• **Location labeling records**:

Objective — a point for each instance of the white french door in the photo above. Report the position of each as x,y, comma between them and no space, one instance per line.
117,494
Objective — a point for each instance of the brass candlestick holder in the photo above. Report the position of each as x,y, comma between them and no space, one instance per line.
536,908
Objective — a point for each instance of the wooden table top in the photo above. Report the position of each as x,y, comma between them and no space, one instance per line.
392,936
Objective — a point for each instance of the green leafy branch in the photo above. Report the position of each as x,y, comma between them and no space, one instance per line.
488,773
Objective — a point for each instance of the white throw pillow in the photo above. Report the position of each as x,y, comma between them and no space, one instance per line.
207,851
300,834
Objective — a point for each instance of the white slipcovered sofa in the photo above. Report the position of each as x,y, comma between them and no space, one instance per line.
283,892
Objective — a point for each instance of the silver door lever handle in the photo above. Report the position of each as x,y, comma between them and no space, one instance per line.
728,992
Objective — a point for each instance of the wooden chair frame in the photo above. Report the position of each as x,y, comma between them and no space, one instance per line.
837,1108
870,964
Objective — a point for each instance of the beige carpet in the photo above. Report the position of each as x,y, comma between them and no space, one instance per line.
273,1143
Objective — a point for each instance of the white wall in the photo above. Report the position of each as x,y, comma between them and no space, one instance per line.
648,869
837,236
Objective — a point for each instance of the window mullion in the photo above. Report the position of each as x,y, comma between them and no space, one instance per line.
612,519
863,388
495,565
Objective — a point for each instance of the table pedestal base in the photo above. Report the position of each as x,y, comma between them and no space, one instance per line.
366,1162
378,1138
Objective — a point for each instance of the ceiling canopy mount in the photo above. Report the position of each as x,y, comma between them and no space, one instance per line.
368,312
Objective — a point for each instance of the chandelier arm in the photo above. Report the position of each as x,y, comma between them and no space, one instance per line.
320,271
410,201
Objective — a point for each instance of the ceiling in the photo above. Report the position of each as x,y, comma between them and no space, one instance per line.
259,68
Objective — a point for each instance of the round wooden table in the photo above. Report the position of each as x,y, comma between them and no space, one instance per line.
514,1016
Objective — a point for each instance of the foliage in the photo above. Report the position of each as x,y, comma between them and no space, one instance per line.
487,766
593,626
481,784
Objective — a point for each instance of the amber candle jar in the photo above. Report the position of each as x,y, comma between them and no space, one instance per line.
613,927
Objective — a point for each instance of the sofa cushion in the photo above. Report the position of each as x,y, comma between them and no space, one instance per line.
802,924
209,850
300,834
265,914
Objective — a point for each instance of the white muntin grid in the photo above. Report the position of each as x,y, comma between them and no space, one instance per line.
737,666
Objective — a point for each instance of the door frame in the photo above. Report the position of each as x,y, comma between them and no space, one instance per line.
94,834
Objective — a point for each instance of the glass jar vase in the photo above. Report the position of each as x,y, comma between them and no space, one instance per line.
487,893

• **Problem requirements**: Each line from the one containing "Objective — a point for each instance of the chandelier" through the end of the entries, both included, is to be returned exactly, with no other lines.

• **Output of the task**:
Objective — a point for each instance of the chandelier arm in the photo above. Report the position of each as x,y, comma between them and no space, one instance per line.
320,271
410,201
Objective — a point for each instance of the ceiling in the photo above. Report the position of each as x,y, comma between them and no space, one instance per line.
259,68
Objective — a point for each instance of the round wooden table in the photo above. Report the position of each as x,y, comma between them and no space, one instance per line.
514,1016
Objective — a point for each instance of the foliage in the photo above. Report the position of each as x,y, comma between them and no space, one instance per line.
487,766
593,626
481,784
Objective — a point for each instance of the amber candle jar in the photo above. Report the position of each as x,y, comma between them and no space, one instance per line.
613,927
Objective — a point for each instance of the sofa cushion in the photo above. Report the position of each as x,y, comma between them and no space, one instance per line.
802,924
209,850
300,834
265,914
Objective — a point for each instance of the white muntin grid in the photo above. Report the position of each as x,y, comma between them and no space, one instance per line.
737,666
Objective — a point for each instance of the door frame in the photo above. Report the position of each as x,y, comma between them and no space, one instance per line.
94,834
Objective — a point for each instance of the glass jar vase in the photo above. Report the position of each as x,y, comma between them and no space, one instance per line.
487,893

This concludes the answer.